━━ DATASET CONTENT ━━

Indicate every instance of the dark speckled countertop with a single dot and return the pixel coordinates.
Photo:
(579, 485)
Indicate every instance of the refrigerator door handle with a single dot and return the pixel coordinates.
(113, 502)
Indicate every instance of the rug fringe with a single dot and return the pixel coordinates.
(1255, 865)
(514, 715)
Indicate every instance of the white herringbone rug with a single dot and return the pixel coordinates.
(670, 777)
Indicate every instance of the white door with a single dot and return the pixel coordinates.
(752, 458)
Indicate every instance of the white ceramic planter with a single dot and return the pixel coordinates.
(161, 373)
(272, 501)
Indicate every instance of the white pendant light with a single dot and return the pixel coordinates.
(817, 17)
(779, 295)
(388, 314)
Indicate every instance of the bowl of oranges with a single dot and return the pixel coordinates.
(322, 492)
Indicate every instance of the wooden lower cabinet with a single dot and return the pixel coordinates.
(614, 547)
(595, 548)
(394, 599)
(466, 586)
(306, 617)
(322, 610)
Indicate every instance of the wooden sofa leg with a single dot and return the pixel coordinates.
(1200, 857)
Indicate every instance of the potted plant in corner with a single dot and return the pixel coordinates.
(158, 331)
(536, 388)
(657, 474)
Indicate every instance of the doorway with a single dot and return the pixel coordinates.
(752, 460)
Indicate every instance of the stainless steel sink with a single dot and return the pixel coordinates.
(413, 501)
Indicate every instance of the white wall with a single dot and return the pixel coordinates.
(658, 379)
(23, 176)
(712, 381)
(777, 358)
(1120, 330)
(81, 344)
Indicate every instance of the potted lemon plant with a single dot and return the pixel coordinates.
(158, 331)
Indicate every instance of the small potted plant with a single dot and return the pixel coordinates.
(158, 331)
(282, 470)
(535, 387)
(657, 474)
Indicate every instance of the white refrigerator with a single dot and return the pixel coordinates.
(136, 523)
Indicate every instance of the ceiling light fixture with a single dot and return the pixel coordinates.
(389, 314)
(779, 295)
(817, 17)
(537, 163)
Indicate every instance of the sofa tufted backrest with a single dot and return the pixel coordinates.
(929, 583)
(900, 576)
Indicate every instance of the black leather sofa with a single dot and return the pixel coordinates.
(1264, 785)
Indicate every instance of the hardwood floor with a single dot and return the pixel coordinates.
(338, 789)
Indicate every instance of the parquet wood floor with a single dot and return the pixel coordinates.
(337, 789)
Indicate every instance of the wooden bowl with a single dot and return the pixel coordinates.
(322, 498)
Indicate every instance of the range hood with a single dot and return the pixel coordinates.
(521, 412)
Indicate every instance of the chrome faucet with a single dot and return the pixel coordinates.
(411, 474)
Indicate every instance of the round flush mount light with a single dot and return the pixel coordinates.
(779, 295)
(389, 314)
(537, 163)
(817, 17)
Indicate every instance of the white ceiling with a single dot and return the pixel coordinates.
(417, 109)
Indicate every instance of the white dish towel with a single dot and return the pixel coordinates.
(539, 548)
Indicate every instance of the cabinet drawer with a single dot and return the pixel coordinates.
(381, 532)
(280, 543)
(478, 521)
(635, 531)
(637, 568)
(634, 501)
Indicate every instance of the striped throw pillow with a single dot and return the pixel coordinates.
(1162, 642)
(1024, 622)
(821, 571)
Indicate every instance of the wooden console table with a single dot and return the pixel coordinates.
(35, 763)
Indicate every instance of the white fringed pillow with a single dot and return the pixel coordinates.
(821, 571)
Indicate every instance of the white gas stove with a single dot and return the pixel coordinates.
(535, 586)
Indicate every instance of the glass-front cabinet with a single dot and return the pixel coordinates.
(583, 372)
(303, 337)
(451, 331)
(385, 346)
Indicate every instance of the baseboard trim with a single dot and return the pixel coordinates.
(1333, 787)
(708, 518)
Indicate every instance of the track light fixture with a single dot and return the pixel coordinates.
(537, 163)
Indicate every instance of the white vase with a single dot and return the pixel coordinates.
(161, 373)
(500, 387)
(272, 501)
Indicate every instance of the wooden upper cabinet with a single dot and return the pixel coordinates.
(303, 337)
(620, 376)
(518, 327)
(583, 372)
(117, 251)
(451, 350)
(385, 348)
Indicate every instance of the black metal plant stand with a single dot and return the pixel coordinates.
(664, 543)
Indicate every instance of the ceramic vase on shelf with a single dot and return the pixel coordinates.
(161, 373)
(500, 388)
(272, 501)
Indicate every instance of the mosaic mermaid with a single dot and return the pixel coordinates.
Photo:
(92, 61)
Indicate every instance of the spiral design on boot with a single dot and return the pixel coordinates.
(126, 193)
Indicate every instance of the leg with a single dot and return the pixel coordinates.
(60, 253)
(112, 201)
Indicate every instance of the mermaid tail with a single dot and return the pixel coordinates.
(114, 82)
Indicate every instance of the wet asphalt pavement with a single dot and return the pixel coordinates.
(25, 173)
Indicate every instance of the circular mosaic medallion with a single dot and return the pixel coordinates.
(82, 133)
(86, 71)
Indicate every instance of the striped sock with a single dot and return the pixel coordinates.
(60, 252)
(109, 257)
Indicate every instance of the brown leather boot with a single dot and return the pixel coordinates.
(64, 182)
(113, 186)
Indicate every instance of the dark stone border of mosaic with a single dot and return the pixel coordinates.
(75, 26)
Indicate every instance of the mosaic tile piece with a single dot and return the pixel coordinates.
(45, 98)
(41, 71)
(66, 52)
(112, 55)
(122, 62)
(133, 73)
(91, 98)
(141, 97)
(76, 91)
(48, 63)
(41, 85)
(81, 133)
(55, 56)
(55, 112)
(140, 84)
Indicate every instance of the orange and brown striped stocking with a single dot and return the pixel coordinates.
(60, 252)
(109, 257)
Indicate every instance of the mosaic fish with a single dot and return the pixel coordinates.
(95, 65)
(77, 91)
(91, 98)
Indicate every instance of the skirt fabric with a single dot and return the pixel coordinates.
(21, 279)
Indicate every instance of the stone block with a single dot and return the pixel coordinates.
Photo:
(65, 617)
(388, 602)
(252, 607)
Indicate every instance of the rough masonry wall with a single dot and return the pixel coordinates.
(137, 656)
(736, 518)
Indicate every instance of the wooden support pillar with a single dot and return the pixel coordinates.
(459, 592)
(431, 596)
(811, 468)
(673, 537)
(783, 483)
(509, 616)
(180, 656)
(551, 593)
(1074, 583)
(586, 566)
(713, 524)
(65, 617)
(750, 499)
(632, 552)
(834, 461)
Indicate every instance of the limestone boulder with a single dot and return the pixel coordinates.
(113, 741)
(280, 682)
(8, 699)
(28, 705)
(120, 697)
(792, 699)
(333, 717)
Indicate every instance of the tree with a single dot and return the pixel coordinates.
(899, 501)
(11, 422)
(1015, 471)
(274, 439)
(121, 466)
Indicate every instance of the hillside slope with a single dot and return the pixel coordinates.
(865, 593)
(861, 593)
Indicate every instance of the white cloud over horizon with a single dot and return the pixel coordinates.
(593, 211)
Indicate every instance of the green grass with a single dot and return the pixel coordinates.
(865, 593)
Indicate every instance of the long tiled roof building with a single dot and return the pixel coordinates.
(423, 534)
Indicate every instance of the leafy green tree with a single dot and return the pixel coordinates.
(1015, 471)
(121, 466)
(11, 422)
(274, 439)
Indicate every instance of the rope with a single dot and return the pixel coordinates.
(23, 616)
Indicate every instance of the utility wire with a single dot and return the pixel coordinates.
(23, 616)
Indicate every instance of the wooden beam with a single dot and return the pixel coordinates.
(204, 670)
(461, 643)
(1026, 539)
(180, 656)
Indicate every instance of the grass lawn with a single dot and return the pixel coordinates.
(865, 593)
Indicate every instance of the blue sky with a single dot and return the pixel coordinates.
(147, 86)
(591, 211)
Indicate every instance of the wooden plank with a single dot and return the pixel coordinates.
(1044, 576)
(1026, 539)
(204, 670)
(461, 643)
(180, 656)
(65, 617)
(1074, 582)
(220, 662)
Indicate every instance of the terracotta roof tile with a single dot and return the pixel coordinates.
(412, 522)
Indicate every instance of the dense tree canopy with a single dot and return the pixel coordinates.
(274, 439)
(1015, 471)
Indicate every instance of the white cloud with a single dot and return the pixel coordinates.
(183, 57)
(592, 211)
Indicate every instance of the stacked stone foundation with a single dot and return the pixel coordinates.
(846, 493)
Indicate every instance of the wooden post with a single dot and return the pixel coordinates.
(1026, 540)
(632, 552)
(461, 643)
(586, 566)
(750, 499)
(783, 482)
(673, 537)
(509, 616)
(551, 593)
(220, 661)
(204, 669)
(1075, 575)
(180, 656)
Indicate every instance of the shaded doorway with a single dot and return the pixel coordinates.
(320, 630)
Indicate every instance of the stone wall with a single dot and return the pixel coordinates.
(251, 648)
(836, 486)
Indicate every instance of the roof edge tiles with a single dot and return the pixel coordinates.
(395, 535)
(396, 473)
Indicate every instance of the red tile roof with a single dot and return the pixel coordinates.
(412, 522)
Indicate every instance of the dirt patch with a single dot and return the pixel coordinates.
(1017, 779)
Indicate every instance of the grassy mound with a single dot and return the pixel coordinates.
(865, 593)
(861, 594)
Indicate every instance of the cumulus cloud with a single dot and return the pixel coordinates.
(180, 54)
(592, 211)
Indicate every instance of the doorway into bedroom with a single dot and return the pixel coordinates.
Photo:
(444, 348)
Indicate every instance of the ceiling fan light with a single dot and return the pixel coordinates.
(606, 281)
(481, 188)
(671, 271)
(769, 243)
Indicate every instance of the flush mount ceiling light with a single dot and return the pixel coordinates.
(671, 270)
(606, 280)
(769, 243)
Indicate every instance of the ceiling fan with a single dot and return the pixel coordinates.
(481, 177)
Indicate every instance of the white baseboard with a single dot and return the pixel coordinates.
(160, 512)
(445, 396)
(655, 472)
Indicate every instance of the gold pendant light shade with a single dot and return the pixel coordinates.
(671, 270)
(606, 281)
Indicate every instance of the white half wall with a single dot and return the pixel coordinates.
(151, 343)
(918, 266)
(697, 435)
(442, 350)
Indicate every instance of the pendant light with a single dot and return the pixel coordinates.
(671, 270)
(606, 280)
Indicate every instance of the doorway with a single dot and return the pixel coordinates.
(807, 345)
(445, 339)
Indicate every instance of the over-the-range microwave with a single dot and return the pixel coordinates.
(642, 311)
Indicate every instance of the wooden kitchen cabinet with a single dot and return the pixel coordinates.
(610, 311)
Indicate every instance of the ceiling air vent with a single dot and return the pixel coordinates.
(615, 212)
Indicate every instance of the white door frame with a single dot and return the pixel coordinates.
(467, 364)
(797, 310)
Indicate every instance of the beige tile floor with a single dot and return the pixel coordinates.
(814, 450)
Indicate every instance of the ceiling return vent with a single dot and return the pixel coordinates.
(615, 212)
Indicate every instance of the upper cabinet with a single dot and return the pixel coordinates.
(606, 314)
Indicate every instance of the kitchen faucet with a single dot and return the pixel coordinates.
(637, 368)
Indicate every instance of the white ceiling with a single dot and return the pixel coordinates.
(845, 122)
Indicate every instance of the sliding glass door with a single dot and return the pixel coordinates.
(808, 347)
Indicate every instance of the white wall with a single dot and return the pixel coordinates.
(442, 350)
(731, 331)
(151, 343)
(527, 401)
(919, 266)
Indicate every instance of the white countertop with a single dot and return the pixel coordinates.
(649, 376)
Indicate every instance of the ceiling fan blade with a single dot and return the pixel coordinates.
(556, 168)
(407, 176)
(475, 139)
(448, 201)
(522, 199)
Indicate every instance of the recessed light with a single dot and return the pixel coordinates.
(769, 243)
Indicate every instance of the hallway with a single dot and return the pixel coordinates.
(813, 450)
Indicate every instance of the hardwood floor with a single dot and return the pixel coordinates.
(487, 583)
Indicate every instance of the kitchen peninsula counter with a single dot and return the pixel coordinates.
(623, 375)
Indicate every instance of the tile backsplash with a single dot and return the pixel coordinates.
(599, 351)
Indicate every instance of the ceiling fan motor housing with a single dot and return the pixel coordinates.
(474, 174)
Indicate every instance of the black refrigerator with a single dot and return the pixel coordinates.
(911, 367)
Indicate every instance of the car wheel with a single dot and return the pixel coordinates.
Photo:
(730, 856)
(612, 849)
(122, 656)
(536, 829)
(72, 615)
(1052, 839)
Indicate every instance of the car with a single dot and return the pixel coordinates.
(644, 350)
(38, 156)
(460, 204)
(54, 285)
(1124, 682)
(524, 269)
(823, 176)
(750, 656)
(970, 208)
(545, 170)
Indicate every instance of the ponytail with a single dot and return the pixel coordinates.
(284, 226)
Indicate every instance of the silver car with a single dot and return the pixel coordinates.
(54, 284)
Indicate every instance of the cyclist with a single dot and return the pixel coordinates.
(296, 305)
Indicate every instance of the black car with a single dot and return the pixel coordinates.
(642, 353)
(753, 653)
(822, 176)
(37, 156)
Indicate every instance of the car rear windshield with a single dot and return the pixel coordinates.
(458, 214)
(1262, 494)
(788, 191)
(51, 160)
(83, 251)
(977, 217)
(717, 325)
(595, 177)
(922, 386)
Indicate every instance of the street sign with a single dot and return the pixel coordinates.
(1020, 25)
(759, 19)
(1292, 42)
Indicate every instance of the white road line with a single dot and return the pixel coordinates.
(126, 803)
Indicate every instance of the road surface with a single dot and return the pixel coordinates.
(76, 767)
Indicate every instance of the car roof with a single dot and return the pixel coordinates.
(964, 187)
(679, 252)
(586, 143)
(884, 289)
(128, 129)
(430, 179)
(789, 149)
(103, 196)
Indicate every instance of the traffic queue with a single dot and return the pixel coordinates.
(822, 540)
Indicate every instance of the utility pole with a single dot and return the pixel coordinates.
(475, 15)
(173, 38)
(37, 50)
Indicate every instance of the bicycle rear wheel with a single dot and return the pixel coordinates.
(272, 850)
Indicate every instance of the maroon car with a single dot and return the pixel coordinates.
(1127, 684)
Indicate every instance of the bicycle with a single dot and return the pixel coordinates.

━━━

__PROBLEM DETAILS__
In the data above, find the line that contains "Indicate every instance of the mosaic tile" and the line that contains "Indicate every instance of the stone block". Repeat exactly those lines and every line between them, and only those.

__COMPLETED TASK__
Indicate every instance of the mosaic tile piece with a single dot and return the pixel coordinates.
(45, 98)
(41, 71)
(66, 52)
(112, 55)
(122, 62)
(133, 73)
(91, 98)
(141, 97)
(76, 91)
(48, 63)
(41, 85)
(81, 133)
(55, 56)
(55, 112)
(140, 84)
Indicate every instance of the orange and brown striped stocking with a single dot and return the pixel coordinates.
(60, 252)
(109, 257)
Indicate every instance of the mosaic fish with a single dot and return the pixel coordinates.
(95, 65)
(77, 91)
(91, 98)
Indicate every instance of the skirt fabric with a single dot and return the pixel coordinates.
(21, 279)
Indicate every instance of the stone block with a single dot and return the pixel coordinates.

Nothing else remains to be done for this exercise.